Copy all the items below, replacing every "instance" with "occurrence" and leaving everything else unchanged.

- [Stored records]
==*==
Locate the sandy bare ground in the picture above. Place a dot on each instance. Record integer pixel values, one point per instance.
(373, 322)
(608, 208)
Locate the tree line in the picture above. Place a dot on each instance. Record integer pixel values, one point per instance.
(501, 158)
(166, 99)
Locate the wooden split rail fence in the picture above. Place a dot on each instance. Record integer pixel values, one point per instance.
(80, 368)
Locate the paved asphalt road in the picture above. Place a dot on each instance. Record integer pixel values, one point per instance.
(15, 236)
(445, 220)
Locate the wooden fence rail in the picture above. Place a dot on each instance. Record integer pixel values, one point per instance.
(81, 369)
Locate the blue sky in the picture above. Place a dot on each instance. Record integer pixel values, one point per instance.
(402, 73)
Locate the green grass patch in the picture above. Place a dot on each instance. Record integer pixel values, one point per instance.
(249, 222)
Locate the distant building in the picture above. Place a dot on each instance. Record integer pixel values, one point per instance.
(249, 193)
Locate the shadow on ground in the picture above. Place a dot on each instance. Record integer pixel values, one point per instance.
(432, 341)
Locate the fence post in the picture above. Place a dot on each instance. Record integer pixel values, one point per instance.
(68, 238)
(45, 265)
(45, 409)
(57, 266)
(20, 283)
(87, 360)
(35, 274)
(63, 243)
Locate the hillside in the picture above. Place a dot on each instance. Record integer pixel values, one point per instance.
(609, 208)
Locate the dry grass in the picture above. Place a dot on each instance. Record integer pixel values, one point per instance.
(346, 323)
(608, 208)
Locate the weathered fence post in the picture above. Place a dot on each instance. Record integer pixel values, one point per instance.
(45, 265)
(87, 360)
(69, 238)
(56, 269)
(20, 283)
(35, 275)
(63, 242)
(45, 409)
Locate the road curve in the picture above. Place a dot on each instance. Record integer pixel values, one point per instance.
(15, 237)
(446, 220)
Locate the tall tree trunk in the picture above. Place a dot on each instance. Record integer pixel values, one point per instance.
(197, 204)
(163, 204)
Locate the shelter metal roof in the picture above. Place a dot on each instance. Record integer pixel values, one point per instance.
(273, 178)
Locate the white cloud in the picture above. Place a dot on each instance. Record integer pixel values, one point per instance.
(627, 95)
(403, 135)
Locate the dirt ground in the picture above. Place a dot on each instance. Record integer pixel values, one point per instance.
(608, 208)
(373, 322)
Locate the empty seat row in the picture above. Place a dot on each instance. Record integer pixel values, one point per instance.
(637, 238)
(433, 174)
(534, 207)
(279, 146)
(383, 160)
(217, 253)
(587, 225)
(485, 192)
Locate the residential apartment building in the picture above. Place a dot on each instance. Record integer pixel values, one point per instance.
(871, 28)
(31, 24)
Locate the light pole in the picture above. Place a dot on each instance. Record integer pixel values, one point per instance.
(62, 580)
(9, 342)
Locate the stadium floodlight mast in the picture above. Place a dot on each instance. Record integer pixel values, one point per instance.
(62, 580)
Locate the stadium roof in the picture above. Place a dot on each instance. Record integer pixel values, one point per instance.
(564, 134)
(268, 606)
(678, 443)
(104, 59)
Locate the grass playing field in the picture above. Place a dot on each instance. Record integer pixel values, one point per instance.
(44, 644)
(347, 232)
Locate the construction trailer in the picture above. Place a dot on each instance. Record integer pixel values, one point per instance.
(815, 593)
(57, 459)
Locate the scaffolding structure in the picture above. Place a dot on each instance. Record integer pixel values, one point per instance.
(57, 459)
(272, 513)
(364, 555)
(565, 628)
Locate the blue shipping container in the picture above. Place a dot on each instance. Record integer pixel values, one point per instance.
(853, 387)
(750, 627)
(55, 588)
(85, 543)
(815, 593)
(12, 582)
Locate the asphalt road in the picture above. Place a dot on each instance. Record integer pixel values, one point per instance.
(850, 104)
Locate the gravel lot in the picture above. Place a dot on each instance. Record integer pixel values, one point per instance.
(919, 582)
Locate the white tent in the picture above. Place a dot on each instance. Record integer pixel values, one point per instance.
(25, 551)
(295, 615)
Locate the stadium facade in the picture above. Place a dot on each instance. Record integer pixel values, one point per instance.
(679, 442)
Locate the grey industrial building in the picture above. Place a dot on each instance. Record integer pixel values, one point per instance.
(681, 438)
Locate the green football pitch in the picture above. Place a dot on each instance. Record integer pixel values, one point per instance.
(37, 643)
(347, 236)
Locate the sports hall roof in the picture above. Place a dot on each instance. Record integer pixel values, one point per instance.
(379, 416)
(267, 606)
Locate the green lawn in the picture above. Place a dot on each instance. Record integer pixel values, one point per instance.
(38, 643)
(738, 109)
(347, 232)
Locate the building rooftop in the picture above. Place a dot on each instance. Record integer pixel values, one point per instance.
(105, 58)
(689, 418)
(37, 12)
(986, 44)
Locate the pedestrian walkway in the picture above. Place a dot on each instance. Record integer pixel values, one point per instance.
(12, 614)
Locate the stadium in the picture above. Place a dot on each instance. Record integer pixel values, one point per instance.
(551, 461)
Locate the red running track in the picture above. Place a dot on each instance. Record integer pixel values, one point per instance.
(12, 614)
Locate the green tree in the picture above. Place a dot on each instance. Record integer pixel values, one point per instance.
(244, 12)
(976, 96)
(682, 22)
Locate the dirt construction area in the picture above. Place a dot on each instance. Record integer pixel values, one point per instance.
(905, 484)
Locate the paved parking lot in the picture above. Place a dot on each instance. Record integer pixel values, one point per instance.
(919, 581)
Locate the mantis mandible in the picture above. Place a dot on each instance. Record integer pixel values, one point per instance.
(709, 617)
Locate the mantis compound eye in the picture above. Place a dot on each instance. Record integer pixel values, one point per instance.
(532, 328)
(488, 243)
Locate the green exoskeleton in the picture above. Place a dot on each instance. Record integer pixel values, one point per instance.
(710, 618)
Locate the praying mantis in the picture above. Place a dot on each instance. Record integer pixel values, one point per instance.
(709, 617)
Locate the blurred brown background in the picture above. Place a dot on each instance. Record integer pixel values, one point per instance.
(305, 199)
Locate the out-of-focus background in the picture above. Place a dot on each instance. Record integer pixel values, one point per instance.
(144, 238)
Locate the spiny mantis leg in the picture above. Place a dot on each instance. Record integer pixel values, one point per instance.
==*==
- [Worked solution]
Locate the sandy bare ground in the picture above. Place a dot on each occurrence. Record integer pixel values, one point per occurrence.
(373, 322)
(608, 208)
Locate the tree line in the picture above. Place a dot on each occurrence. Record integer pixel values, one point per occurrence.
(501, 158)
(166, 99)
Locate the wooden split rail fence in the picture above. Place a dot on each occurrence. Record integer pixel values, one point per occurrence.
(80, 368)
Locate the paved asphalt road in the picture above. Place a dot on each occurrence. Record integer pixel values, one point per occurrence.
(15, 236)
(445, 220)
Locate the wooden fence rail in the picture above. Place a dot on each occurrence. Record integer pixel values, one point per occurrence.
(81, 369)
Locate the blue sky in the picture above. Place a dot on each occurrence. Record integer pixel values, one point per occurrence.
(402, 73)
Locate the green grass patch in the picture above. Place a dot on each occurrence. Record integer pixel values, one point per occurrence.
(249, 222)
Locate the distant building in the picture above. Place a dot on each occurrence. Record integer pixel values, one point per occurrence.
(249, 193)
Locate the shadow on ground in the picture above. Place a dot on each occurrence. Record integer pixel values, one point per occurrence.
(432, 341)
Locate the fence post in the picture above. Place a dot on each occurrence. Record integer pixel values, one point per occurrence.
(68, 238)
(45, 265)
(45, 409)
(57, 266)
(20, 283)
(87, 360)
(35, 274)
(63, 243)
Locate the hillside in the picture above. Place a dot on each occurrence. Record integer pixel values, one point per occurrence.
(609, 208)
Locate the dry grass in the picture above. Place a dot on each occurrence. Record integer pixel values, one point per occurrence.
(346, 323)
(608, 208)
Locate the weathered fence post in the picture above. Place a dot on each occurrence. Record integer pixel values, one point per occurrence.
(45, 265)
(87, 360)
(69, 238)
(56, 269)
(20, 283)
(35, 275)
(63, 242)
(45, 409)
Locate the road curve in the picture above. Place a dot on each occurrence. Record integer pixel values, one point per occurrence.
(15, 237)
(446, 220)
Locate the tall tree trunk in the picture above. Place a dot on each occurrence. Record integer pixel values, one point per occurrence.
(197, 204)
(163, 204)
Locate the shelter metal roof in the picture above. Place a dot on each occurrence. Record integer pixel values, one point per occurrence.
(273, 178)
Locate the white cloud in the picture above. Place a dot on each occurrence. Record integer pixel values, one point per occurrence.
(627, 95)
(403, 135)
Locate the dirt ground in the picture above. Place a dot on each occurrence. Record integer pixel values, one point per occurrence.
(608, 208)
(373, 322)
Locate the empty seat row in the picture above. Place a dot on each occurrence. Record integer pixel values, one point per occurrence.
(637, 238)
(433, 174)
(534, 207)
(279, 146)
(383, 160)
(217, 253)
(587, 225)
(485, 192)
Locate the residential apartment building in the picture above. Place a dot on each occurrence. Record integer pixel values, one point per occurrence.
(871, 28)
(31, 24)
Locate the light pole in the picture above. Place a dot on each occurrence. Record integer pixel values, one point per occurrence.
(62, 580)
(9, 342)
Locate the stadium floodlight mast in the picture above. Place a dot on each occurrence. Record integer pixel values, one point per occurrence.
(62, 580)
Locate the stadium roof in the picture above. Place a dot on each occurrence. Record integer pixel values, one point per occurrence.
(564, 134)
(268, 606)
(678, 443)
(104, 59)
Locate the grass playing field in the picture above. Place a dot on each occurrence. Record integer pixel values, one point per occurrence.
(44, 644)
(347, 232)
Locate the construction trailer in the picture above. Place a dot on each occurrence. Record integer pixel values, one point per occurrence.
(815, 593)
(57, 459)
Locate the scaffolding structure in the picture above. Place a dot on each occurrence. Record integer pixel values, one point per occurrence.
(57, 459)
(272, 513)
(364, 555)
(565, 628)
Locate the blue shipping container in the picture above. Place a dot on each occurrence. Record integer pixel values, one point per occurrence.
(853, 387)
(750, 627)
(55, 588)
(85, 543)
(815, 593)
(12, 582)
Locate the asphalt road in the picture above. Place a dot on each occurrence. Record integer pixel values, one point per occurrence.
(850, 104)
Locate the gravel lot in the picture above. Place a dot on each occurrence. Record integer pixel values, one point per occurrence.
(919, 582)
Locate the white tent in the picture above. Place a dot on each occurrence. Record integer pixel values, one point per occurrence.
(25, 551)
(295, 615)
Locate the stadium facade in the picture above. Place a dot on each occurrence. Record integer pixel values, one point per occurrence.
(679, 442)
Locate the grey industrial building in the picture above. Place a dot on each occurrence. Record integer pixel values, one point per occurrence.
(681, 438)
Locate the green football pitch in the picture above. Place a dot on each occurrence. Record integer pixel values, one point per occurrence.
(37, 643)
(347, 236)
Locate the sports hall roof in the picture above. Place a dot on each occurrence. Record integer pixel values, one point per occurrence.
(379, 416)
(267, 606)
Locate the green lawn in the picture above. Place a dot on each occurrence. Record integer pixel values, one point per occurrence.
(38, 643)
(738, 109)
(347, 232)
Locate the building rooftop in the picture above. Place a dot on each occurrence. Record integer pixel values, one point per occurrence.
(105, 58)
(689, 418)
(37, 12)
(986, 44)
Locate the pedestrian walkway in the picture above. Place a dot on each occurrence. Record integer pixel values, one point per occurrence.
(12, 614)
Locate the stadium in the picture above. Place a dot on each occurrence. Record integer pixel values, one point per occurrence.
(551, 461)
Locate the red running track in the picture above. Place a dot on each occurrence. Record integer pixel values, one point per occurrence.
(12, 614)
Locate the green tree in the picture above. Place a dot on each occurrence. Record integer pixel values, one point per occurrence.
(244, 12)
(976, 96)
(682, 22)
Locate the dirt construction area in the picture above. Place a dot on each occurrence. Record integer pixel values, one point per occurrence.
(905, 484)
Locate the paved parking lot in the picture above. Place a dot on each occurrence. Record integer pixel values, one point per occurrence.
(919, 581)
Locate the mantis mandible in the picture above. Place a dot on each occurrence. Record integer pixel values, one point per occurrence.
(709, 617)
Locate the mantis compound eye in the picture above. Place a dot on each occurrence. Record integer pixel values, one point per occurrence.
(532, 328)
(488, 243)
Locate the green exoskeleton in the picture above. Place a dot on each occurrence. Record integer pixel values, one point per occurrence.
(710, 618)
Locate the praying mantis in the picture above. Place a dot on each occurrence. Record integer pixel values, one point per occurrence.
(709, 617)
Locate the blurred brown background in the picture above. Place a dot on each occurrence. Record integer pixel values, one point per occurrence.
(305, 199)
Locate the out-of-focus background in the picture above. Place a dot on each occurrence. Record integer pixel values, one point per occurrence.
(144, 238)
Locate the spiny mantis leg in the picture above. Place a dot on each occurrence. Record integer pixel values, one point per occurrence.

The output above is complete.